EXERCISE 1: Name every person that the overview in the article on the play Corruption identifies as a figure in the play's story.
EXERCISE 2: According to the article on the play Corruption, why is the production described as the third collaboration between J. T. Rogers and Bartlett Sher? Answer in one to three sentences.
EXERCISE 3: Carry the article on the play Corruption forward from its final sentence.

EXTRACT:
***

- Written by: J. T. Rogers
- Original language: English
- Subject: 2011 Hacking scandal
- Genre: Drama

Premiere
- Date premiered: February 15, 2024
- Place premiered: Mitzi E. Newhouse Theater

= Corruption (play) =

2024 play by J. T. Rogers

Corruption is a play by J. T. Rogers, recounting (in dramatized form) the true-life phone hacking scandal that engulfed Rupert Murdoch’s media empire in 2011, stunning the world and upending British politics. The production is based on the 2012 book Dial M for Murdoch. The play premiered Off-Broadway in February 2024 at the Mitzi E. Newhouse Theatre at Lincoln Center. The play was directed by Bartlett Sher, who previously directed Rogers' previous play Oslo (2016) which won the Tony Award for Best Play.

==Overview==
The play set in 2011 revolves around parliament member Tom Watson who gets quickly engulfed into the News International phone hacking scandal. Watson is on a mission to investigate those behind the hacking while balancing his personal life. Various figures involved in the story include Rebekah Brooks, James Murdoch, and Gordon Brown.

==Origins==
J.T. Rogers adapted the play from the 2012 book Dial M for Murdoch: News Corporation and the Corruption of Britain by British Labour Party MP Tom Watson, and Martin Hickman, a journalist with The Independent newspaper. This is the third collaboration between playwright Rogers and director Sher who previously worked together on Blood and Gifts (2010) and Oslo (2016). Of working with Sher, Rogers stated, "There is no one who stages plays better in American theatre".

***

DATA SUPPLIED:

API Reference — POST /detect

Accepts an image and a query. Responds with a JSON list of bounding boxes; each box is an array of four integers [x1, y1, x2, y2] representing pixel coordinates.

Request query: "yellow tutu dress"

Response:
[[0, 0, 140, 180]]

***

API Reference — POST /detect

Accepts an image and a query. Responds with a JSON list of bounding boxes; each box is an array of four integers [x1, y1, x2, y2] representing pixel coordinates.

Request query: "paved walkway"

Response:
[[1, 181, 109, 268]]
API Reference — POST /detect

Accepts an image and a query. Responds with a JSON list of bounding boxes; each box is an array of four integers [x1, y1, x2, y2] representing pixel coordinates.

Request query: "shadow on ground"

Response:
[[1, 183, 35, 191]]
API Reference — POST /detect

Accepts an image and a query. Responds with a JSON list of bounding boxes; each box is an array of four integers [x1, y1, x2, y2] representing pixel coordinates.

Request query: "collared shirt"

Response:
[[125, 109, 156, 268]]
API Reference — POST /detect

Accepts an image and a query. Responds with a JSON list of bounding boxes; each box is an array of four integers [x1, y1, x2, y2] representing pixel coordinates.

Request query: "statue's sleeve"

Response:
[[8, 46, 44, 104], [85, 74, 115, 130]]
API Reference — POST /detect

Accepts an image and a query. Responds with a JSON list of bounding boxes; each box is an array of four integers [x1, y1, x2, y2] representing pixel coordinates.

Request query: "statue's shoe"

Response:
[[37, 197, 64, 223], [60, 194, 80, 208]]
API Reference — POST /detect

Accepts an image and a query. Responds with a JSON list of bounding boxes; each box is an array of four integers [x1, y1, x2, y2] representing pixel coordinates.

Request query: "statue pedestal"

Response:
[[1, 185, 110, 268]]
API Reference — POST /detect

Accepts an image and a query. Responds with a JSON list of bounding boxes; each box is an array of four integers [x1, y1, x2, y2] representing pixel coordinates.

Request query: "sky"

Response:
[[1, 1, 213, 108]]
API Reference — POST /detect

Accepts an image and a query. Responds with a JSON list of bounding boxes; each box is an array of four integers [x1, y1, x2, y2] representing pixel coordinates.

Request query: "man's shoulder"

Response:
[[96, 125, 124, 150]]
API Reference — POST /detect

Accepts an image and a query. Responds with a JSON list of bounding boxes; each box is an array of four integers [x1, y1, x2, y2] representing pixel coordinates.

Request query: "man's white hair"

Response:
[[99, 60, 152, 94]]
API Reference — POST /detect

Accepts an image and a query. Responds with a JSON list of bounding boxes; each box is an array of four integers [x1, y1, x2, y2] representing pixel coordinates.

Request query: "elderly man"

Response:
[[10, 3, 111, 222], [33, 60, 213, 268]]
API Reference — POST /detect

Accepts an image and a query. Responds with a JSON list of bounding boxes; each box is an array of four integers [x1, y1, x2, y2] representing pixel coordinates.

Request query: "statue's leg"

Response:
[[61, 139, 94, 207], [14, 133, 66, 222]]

***

WRITTEN REPLY 1: Tom Watson, Rebekah Brooks, James Murdoch, and Gordon Brown.

WRITTEN REPLY 2: Rogers and Sher had already worked together twice before, on Blood and Gifts (2010) and Oslo (2016). Corruption is therefore the third play on which the playwright and the director have collaborated.

WRITTEN REPLY 3:
==Productions==
===Off-Broadway===
The world premiere production will open on March 11, 2024, at Lincoln Center Theater's Mitzi E. Newhouse Theater following previews from February 15. It was directed by Bartlett Sher who previously collaborated with J.T. Rogers with his play Oslo which won the Tony Award for Best Play. The production stars Toby Stephens as MP Tom Watson, Baron Watson of Wyre Forest and Dylan Baker as Tom Crone and Glenn Mulcaire. The rest of the cast includes Saffron Burrows, Seth Numrich, Anthony Cochrane, and K. Todd Freeman.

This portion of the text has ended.